Stored records:
# # # # # # #
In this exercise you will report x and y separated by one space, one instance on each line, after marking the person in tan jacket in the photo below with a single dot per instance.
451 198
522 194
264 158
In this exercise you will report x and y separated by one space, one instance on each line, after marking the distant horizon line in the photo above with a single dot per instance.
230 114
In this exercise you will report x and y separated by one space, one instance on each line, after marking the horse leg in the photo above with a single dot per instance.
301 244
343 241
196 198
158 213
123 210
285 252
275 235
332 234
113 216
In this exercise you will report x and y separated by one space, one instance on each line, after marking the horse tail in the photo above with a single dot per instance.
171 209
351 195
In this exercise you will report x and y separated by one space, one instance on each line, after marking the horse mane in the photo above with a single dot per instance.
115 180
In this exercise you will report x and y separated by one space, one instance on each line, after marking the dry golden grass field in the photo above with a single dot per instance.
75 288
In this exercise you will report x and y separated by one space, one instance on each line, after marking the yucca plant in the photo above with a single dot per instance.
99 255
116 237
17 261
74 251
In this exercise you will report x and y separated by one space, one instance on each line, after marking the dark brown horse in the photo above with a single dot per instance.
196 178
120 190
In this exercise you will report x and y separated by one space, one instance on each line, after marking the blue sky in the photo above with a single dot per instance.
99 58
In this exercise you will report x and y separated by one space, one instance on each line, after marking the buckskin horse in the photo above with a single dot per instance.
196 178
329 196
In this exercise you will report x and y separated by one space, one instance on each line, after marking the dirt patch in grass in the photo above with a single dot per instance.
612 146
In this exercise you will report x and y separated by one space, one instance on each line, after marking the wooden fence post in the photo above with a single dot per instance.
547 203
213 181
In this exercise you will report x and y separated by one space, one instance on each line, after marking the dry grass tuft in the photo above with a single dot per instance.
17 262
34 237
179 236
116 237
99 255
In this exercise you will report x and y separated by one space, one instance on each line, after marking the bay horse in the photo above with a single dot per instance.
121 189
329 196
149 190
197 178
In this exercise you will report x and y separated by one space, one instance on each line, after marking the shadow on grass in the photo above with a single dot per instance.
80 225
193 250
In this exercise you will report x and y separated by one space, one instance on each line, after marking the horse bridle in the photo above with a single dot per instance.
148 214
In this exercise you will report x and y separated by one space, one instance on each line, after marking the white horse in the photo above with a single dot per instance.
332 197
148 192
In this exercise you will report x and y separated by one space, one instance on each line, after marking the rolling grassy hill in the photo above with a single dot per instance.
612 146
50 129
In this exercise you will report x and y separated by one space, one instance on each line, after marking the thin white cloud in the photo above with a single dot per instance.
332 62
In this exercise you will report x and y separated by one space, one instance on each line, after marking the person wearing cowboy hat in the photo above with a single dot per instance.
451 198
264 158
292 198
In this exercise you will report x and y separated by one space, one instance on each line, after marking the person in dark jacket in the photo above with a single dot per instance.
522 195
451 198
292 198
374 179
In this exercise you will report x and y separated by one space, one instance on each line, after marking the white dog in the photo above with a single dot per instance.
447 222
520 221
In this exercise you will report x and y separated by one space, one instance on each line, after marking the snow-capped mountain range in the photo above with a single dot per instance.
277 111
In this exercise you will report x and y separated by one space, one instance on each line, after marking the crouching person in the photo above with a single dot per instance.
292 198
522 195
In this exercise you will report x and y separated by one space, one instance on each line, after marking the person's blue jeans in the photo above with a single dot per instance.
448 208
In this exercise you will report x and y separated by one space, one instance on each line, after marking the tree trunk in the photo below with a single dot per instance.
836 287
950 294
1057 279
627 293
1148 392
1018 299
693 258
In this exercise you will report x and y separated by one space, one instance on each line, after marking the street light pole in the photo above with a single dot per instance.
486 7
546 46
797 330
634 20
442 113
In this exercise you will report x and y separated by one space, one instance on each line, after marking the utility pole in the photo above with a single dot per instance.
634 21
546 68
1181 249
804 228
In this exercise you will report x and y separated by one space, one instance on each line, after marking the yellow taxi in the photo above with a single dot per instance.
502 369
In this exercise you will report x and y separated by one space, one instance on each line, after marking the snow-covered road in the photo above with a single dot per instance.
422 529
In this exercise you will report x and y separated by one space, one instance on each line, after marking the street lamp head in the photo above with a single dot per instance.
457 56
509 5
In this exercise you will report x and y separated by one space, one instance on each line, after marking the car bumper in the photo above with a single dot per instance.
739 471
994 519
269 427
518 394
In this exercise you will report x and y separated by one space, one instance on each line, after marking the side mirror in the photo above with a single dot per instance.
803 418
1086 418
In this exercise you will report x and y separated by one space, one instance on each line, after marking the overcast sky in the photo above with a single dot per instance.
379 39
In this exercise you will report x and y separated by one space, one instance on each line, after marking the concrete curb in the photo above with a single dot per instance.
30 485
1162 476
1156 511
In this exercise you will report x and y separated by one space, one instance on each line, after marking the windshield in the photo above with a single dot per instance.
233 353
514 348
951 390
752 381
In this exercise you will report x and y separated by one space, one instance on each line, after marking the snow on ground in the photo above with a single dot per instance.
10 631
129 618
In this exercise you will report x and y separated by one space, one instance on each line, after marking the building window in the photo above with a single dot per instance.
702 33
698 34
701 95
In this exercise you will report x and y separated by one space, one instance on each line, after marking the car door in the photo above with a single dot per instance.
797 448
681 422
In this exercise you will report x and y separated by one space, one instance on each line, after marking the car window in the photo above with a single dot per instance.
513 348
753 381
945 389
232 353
# # # # # # #
- Task instructions
Reproduce every line above without error.

- Full output
In this exercise you will report x and y separated by one space, one instance on each line, after marking the person in tan jacket in the photo below with a single dot per instance.
451 198
522 194
264 158
In this exercise you will report x and y separated by one space, one instance on each line, after marking the distant horizon line in the photo above with a single dot per instance.
230 114
In this exercise you will report x and y separated by one space, one instance on each line, after marking the horse leg in the photo above with a single dot per instance.
301 244
343 241
196 198
158 213
123 210
285 252
275 235
332 234
113 216
In this exercise you will report x and y separated by one space, one instance on each line, after marking the horse tail in the photo above with a single dot per instance.
171 209
351 195
In this exercise you will report x and y separated by one space, one instance on each line, after marking the horse mane in the photo above with a single dot per instance.
115 180
In this exercise you will report x and y separated by one space, one instance on each line, after marking the dry golden grass field in the photo above with a single dot per instance.
75 288
In this exercise you will report x and y separated by one space, one instance on each line, after marking the yucca plant in the photo above with a single dot per instance.
99 255
116 237
17 261
74 251
In this exercise you will report x and y separated by one space, one instance on each line, after marking the dark brown horse in the photo above with a single dot per instance.
196 178
120 190
In this exercise you will report x and y separated by one space, one instance on each line, after marking the blue sky in the photo above with a single dot per instance.
99 58
In this exercise you will report x and y separated by one space, one instance on each line, after marking the buckskin horse in the photo above with a single dot per instance.
196 178
329 196
In this exercise you will report x and y separated by one space, one instance on each line, after marking the dirt patch in grass in the photo above with a single dot per instance.
612 146
In this exercise you will report x and y separated by one space, one instance on each line, after marking the wooden fence post in the photo above with a single dot per instance.
547 203
213 181
In this exercise you will report x and y separated by one space, one instance on each line, after marking the dry grass tuft in the photo above with a single dot per instance.
17 262
34 237
179 236
116 237
99 255
In this exercise you will report x and y separated by one space, one instance on each line, after marking the bay horse in the photo above with a single dot per instance.
121 189
329 196
149 190
197 178
In this exercise you will report x and y separated by one space, one instance on each line, after marking the shadow on grass in the photo above with a single dot per instance.
80 225
193 250
In this exercise you will report x and y separated by one space, one instance on each line, after marking the horse bridle in the photo above with a single dot per instance.
148 214
In this exercise you will report x and y separated by one space, one instance on each line, after marking the white horse in the photo above with a single dot per instance.
332 197
148 192
In this exercise you will report x and y separated by one space, one instance on each line, after marking the rolling grassy hill in the photo above with a single dot per instance.
612 146
50 129
In this exercise you will report x and y separated by one space, one instance on each line, after marking the thin white cloud in the photo above with a single dot per instance.
332 62
In this exercise you will report x and y separated by one space, one instance on each line, after marking the person wearing cowboy hat in the photo above with a single dot per instance.
451 198
264 158
292 198
In this exercise you will report x and y separated by one space, one instance on each line, after marking the person in dark jacket in the photo above with a single dot per instance.
522 195
451 198
292 198
374 179
In this exercise you will report x and y separated by one space, one instance on each line, after marking the white dog in the photo above with a single dot per instance.
447 222
520 221
In this exercise you will report x and y separated by one space, one instance on each line, after marking the snow-capped mountain range in the photo above with a single dot per instance.
277 111
In this exercise you will report x and y separated by one space, one instance on each line, after marking the crouching person in the photo above with a single dot per instance.
292 198
522 195
In this exercise you will report x and y separated by one space, one instance on each line, after marking the person's blue jeans in the photo above with a single dot per instance.
448 208
In this exercise you will report x and y separated by one space, one instance on each line, after marking the tree trunk in the photo below with a single dot per instance.
836 287
950 294
1057 279
627 293
1148 392
1018 299
693 258
In this exercise you will report x and y separated by one space, one instance on each line, after marking the street light pole in the photo above with a single dot per instance.
486 7
546 46
797 330
634 20
442 113
In this exercise you will report x and y separated by one space, one instance on each line, after marking the utility pole in the photo above with a single dot per instance.
634 21
546 68
1181 249
804 228
In this exercise you will report x and y separated by one space, one instance on each line, after marking the yellow taxi in the photo above with a single dot per instance.
502 369
In this exercise you will report x and y separated by one space, one instance on each line, after marking the snow-covered road in the photo above with a single dot per instance.
422 529
In this exercise you will report x and y separated by one space, one instance on each line, after marking the street lamp head in the photo above with a single dot per instance.
457 56
509 5
In this exercise you will report x and y separated by one space, one instance on each line, after marking the car bumper in the photo above with a single dot per instance.
739 471
994 519
269 427
518 394
In this exercise you will report x and y separated by one space, one instance on each line, after marking the side mirror in the photo above with a single dot per instance.
803 418
1086 418
In this exercise you will report x and y separated by one space, one instance on each line, after marking the overcast sky in the photo above with a single dot per instance.
379 39
In this exercise you will report x and y separated by one space, one instance on each line, after marking the concrete curb in the photo above with a single dot per instance.
30 485
1162 476
1156 511
In this exercise you will report x and y separated by one space, one instance on each line, after marking the windshield in the photo above with a single dot per instance.
233 353
514 348
951 390
752 381
In this exercise you will report x and y separated by one space, one instance on each line, after marking the snow on ground in the photo above with a single dot per instance.
10 631
129 618
In this exercise you will report x and y separated by one space, one instance on each line, after marking the building window in the photo above with a single dot per instance.
702 33
698 34
701 95
In this exercise you will report x and y separated by one space, one instance on each line, after marking the car door in the photo above with a single dot per instance.
797 448
681 422
In this exercise you will report x and y separated by one space, one instance on each line, after marking the car window in the photo above with a single dot per instance.
513 348
753 381
945 389
232 353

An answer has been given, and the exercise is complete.